## Provided text
The Stop Button


Star Trek III: The Search for Spock (1984, Leonard Nimoy)


Layers. Star Trek III has no layers. It’s all id. Star Trek loses its ship, Kirk loses his son, Dr. McCoy loses his mind and none of it means anything. My fiancée pointed out that III is a bridge between II and IV, it brings Spock back to life. It fulfills a need. Forget the need. Forget the bridge–The Good, the Bad, and the Ugly knew what to do with bridges.

## The task
Carry the Star Trek III review forward from its last sentence, in the same voice. The material that follows has no connection to the text.

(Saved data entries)
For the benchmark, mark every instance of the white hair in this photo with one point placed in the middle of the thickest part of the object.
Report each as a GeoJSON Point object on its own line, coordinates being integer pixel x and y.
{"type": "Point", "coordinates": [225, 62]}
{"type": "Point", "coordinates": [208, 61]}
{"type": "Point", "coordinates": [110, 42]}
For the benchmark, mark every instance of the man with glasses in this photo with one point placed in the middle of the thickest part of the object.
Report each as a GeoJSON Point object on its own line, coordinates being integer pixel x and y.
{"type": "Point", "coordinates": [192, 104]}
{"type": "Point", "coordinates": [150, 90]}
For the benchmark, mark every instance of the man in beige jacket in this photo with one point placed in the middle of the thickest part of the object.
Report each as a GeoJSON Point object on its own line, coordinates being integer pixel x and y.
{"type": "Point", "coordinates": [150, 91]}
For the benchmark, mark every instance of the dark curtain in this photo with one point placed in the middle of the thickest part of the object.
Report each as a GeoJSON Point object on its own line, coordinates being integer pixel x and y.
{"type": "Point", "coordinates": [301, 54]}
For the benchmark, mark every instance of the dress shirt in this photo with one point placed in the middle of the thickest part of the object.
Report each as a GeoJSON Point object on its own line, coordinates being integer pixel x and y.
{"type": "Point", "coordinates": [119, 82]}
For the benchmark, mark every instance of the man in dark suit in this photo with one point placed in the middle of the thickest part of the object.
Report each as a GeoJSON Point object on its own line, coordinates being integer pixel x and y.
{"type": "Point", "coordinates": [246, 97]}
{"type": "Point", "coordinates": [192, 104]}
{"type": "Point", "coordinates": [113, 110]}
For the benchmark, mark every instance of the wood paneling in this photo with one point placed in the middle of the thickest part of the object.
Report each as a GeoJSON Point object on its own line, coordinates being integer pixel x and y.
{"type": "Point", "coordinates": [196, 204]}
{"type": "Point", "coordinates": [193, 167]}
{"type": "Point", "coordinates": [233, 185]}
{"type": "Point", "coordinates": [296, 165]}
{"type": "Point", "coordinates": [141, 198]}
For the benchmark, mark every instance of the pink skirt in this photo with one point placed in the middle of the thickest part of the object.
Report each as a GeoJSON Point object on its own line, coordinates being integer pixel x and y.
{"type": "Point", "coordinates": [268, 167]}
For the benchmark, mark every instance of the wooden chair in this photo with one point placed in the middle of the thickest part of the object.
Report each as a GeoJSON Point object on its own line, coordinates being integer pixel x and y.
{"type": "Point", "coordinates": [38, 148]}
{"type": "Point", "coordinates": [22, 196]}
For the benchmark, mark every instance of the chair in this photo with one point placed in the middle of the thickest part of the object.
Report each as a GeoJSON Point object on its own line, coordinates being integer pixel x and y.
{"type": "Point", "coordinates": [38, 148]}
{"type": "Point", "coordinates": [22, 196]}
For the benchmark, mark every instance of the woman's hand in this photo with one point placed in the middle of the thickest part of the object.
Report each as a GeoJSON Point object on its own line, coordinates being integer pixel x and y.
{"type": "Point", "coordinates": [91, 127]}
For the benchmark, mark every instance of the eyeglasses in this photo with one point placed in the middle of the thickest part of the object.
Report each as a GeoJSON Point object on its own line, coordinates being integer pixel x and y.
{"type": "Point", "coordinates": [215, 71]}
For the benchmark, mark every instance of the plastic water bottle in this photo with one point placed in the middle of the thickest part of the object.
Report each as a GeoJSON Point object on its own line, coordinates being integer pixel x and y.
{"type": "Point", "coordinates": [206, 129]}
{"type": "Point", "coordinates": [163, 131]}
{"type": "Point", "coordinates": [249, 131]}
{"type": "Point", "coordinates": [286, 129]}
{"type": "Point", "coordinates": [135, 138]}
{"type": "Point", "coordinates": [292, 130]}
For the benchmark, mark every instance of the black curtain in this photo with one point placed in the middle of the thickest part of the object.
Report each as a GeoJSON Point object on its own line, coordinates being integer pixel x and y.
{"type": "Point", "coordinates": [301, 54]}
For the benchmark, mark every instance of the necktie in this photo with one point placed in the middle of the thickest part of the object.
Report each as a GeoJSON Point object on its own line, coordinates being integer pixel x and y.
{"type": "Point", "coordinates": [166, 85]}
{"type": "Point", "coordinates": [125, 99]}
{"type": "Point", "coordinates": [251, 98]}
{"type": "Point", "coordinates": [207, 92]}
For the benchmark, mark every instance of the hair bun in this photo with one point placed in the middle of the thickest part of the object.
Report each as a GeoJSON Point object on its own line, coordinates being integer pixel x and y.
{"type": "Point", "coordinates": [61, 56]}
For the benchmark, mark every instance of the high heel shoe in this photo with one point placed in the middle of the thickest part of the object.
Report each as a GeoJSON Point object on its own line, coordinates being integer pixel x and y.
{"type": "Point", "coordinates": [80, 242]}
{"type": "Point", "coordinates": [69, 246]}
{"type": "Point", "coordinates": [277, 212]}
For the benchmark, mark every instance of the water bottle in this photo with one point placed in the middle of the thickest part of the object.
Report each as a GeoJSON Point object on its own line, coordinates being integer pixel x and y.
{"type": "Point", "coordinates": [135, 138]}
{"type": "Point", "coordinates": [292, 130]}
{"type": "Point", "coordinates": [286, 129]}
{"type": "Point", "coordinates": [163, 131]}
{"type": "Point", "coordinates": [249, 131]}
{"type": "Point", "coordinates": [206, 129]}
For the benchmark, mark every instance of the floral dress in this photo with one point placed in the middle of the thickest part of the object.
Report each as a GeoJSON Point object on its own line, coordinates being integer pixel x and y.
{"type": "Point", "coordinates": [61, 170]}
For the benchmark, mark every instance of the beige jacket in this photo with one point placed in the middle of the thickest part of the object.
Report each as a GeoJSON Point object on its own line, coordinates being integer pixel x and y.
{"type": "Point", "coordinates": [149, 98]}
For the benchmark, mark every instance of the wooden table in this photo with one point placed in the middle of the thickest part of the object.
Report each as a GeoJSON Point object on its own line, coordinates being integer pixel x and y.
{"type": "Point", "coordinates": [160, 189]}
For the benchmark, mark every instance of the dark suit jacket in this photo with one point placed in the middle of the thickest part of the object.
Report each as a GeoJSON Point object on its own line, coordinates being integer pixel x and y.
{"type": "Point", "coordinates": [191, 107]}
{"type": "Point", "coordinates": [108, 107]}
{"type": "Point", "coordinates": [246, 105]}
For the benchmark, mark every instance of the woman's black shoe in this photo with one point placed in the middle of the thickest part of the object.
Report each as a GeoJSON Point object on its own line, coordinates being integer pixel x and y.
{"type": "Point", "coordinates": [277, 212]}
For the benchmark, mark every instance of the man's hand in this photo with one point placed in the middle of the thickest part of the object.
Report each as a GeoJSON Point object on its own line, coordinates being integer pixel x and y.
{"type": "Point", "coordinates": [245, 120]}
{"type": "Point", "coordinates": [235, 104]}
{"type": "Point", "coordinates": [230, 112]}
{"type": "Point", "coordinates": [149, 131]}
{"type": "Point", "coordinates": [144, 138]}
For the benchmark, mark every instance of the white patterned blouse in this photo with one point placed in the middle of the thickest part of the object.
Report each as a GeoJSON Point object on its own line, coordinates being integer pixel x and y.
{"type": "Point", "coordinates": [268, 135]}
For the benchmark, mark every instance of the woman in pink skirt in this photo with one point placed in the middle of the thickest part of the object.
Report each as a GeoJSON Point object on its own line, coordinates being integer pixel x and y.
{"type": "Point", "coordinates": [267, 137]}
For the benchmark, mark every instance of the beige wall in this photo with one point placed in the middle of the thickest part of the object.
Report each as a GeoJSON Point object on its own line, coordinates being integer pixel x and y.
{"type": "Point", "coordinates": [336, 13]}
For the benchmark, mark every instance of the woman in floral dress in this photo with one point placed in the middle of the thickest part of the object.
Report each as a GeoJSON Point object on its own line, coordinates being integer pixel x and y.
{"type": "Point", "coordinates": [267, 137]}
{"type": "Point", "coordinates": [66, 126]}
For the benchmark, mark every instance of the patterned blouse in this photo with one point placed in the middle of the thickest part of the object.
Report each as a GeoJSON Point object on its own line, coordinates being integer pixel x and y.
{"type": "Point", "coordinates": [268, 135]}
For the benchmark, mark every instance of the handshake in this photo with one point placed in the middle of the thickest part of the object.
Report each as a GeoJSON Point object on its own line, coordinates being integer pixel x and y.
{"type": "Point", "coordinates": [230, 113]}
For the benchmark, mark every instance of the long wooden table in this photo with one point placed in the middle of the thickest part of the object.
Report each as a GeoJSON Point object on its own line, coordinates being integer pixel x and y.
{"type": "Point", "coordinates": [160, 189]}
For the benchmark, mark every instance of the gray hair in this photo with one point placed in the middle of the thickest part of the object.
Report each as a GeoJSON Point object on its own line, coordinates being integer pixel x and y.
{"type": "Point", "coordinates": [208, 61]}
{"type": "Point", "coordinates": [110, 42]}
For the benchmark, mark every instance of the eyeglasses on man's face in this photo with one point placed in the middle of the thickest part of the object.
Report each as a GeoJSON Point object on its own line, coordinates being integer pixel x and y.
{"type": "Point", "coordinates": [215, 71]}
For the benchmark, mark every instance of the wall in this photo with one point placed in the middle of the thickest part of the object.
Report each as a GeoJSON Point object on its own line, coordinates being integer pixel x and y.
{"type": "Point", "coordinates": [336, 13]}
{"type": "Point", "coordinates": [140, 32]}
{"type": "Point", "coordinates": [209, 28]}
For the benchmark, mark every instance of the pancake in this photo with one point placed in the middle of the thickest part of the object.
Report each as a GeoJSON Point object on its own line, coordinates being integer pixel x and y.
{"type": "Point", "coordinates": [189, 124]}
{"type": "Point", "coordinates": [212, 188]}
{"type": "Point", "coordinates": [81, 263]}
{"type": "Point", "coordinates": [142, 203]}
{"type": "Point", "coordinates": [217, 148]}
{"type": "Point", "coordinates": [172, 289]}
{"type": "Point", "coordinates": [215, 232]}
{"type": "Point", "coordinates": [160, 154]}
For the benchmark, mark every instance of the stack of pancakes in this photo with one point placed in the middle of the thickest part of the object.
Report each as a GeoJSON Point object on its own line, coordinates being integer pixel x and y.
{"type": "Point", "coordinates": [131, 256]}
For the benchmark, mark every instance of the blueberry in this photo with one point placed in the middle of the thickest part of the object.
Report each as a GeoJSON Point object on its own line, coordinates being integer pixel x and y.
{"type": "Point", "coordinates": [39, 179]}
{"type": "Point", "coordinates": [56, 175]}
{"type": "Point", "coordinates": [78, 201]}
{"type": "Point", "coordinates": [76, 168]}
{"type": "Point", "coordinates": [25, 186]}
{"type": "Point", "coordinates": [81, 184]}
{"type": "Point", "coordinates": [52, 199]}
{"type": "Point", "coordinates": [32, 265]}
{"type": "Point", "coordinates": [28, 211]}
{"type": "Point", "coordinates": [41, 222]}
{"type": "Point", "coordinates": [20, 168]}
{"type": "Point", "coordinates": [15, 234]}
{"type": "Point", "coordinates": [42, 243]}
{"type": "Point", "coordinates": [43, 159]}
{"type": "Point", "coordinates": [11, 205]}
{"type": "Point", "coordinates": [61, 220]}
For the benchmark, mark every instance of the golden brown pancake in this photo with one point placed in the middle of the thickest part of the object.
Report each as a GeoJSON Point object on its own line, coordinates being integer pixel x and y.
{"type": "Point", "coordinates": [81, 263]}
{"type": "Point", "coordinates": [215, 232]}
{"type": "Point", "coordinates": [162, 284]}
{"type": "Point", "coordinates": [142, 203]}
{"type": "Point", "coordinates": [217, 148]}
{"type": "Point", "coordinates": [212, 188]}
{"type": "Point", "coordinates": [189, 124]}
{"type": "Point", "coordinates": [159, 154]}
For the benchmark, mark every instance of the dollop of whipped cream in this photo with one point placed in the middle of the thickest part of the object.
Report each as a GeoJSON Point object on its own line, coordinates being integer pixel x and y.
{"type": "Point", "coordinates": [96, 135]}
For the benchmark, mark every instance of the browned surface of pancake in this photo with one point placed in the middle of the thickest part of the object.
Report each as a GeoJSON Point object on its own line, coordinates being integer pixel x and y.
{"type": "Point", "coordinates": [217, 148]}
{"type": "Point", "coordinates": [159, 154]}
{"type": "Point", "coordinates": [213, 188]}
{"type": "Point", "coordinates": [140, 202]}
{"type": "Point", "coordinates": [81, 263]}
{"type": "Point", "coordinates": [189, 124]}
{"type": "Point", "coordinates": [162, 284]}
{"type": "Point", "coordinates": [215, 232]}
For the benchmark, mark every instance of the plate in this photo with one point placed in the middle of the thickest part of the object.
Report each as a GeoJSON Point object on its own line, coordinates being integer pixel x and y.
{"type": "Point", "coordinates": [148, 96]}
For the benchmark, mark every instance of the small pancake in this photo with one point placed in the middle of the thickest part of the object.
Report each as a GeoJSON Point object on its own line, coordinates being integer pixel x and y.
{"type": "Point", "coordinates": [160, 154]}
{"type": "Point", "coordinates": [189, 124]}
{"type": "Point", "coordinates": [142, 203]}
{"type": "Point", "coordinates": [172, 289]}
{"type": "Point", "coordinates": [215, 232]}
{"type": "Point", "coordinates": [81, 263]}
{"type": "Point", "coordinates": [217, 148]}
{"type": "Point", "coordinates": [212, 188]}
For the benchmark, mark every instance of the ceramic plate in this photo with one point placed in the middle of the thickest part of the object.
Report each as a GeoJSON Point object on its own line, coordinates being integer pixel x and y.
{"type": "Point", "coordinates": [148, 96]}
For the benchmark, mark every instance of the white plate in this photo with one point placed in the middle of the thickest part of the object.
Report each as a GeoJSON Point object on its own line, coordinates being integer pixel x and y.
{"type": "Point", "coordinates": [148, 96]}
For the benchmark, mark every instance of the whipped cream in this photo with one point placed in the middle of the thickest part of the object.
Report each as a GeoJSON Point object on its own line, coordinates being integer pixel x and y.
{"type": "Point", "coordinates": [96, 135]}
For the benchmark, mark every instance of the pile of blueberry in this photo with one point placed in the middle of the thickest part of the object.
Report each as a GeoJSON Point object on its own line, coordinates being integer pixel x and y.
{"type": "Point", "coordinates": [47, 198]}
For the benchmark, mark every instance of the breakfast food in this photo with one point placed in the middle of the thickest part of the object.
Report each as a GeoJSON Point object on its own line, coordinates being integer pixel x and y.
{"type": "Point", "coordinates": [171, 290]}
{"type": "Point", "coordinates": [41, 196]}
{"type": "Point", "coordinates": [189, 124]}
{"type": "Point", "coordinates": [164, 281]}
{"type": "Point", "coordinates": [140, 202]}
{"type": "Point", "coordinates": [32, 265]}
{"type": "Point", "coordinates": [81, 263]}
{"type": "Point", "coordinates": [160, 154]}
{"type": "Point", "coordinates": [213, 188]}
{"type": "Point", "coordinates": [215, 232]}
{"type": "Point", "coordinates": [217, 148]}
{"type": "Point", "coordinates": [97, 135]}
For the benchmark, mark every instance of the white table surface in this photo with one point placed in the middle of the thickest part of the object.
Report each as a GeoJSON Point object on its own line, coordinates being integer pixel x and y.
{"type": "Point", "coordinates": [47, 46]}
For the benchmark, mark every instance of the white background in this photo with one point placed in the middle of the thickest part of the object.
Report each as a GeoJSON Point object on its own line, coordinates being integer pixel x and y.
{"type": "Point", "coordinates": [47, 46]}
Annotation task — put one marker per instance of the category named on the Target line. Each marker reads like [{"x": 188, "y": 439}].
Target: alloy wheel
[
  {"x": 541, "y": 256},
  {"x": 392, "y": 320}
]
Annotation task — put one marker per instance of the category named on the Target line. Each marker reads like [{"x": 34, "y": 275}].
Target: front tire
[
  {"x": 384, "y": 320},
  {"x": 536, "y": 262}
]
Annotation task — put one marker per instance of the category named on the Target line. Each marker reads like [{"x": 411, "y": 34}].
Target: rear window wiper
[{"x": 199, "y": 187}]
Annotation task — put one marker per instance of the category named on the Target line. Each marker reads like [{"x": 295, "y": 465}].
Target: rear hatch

## Output
III isn’t bad, though. There are some great sequences (Nimoy is a damn good Panavision director, damn good), but they’re all too short. The film runs 105 minutes and it’s got too much to do for that time to be appropriate. The film deviates from the Enterprise crew to Kirk’s son and spends a bunch of time on the Genesis planet (sorry to go geek), the product of II. Well, that’s fine, but it’s all the McGuffin to bring Spock back. We get a long, tortured explanation that Kirk’s son–a scientist–flubbed his work to guarantee success. There’s an attempt at a rhyme to Star Trek II, but it’s incredibly forced and, even if it wasn’t, I’m not sure rhymes between films in a series should be so evident. The rhymes should be feelings, not plot points. To go geek some more… the planet was supposed to be made out of a moon or some “dead” planet. It was made, by accident, out of a cloud of dust. Maybe that could have been the reason it was unstable, not because the kid was a screw-up. There’s a trivia note on IMDb that the writers killed the kid because of this transgression–he “deserved” it. What a load.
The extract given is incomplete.